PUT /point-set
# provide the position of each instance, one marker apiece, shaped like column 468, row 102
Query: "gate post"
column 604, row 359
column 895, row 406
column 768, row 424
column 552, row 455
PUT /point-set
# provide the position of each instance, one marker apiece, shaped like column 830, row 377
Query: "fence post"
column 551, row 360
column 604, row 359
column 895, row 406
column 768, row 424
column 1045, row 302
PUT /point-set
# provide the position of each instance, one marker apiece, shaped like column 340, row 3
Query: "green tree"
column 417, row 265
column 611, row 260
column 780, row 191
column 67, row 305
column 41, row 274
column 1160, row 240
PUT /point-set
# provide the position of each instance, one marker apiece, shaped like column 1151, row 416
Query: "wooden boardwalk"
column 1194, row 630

════════════════════

# PROBLEM TO WORK ON:
Reproduce every one of the records above, line by line and unchanged.

# RIGHT ANSWER:
PUT /point-set
# provide the position of each instance, one marker apiece, shaped like column 468, row 102
Query: "gate post"
column 604, row 359
column 895, row 406
column 768, row 424
column 552, row 455
PUT /point-set
# provide the position of each instance, one marker apiece, shaped like column 830, row 377
Query: "fence post"
column 551, row 360
column 604, row 359
column 895, row 406
column 768, row 424
column 1045, row 302
PUT /point-set
# provide the position of each instance, one marker apiece, shaped like column 340, row 3
Query: "green tree"
column 417, row 265
column 611, row 260
column 780, row 191
column 67, row 305
column 41, row 274
column 1160, row 240
PUT /point-set
# provide the position of each instance, one marker apiece, shaped like column 1151, row 416
Query: "wooden boardwalk"
column 1194, row 630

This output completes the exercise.